I called my mother the other day with a demand: "Mom, I need you to make us popcorn balls and fudge and send it to us for Christmas. And they have to be
just like Grandma's. No tweaking, no changes. The popcorn balls
must be made with pink-tinted sugar, each one wrapped in wax paper, and the fudge
has to be sent in the old Russell Stover boxes. And even when you retire here, you need to mail them to us, not just come over with them. Okay? Do you promise?"
Like all good mothers, she accepted my unreasonable demands, not because she's a pushover, but because she understands my love for roots. And because she values time-honored traditions as much as I do, she's willing to take my grandmother's place and start making these Christmas staples to send to her grandchildren. Even if shaping the popcorn balls means she's going to burn her fingers repeatedly. Because that's what my grandmother did, year after year, and that memory needs to live on. She will be 95 this year, too old to burn her fingers making me popcorn balls, so my mother has agreed to stand at the helm and pass the tradition down.

········

(Directions for this task) Carry the piece on Christmas popcorn balls and fudge forward from its final sentence, keeping its voice. The data that comes next is from an unrelated source.

(Supplied information)
········

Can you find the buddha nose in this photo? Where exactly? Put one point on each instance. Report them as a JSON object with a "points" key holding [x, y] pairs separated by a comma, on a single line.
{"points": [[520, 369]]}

········

(Solved exercise)
I have noticed lately how many reminders I have of my grandmother in my home:
Two quilt tops, both intensely feminine and lovely--one a delicate rose I slept under every time we visited her and my grandpa, and later given to me when I graduated high school. The other is a beautiful purple and white, with butterflies in assorted calico, blanket-stitched in thick black thread. It reminds me of a lively Amish quilt;
An old, old,
old blue glass toothpick holder given to her when she was a young girl;
Salt and pepper shakers that sat on her kitchen table for years;
Piles of old sheet music, including an Irving Berlin's White Christmas original--I have happy memories of playing her ancient piano in the basement of her home;
Pillowcases with embroidery so exquisite I didn't believe she had really done it herself, until my mother told me that my grandmother made them for her trousseau and won a blue ribbon at the fair for her work. (They must be around 70 years old?);
Two strands of pearls and a gold locket on a long chain;
A set of tin biscuit cutters;
An apron that would now be "vintage," but was then just "an apron."
An old, beat-up metal flour sifter.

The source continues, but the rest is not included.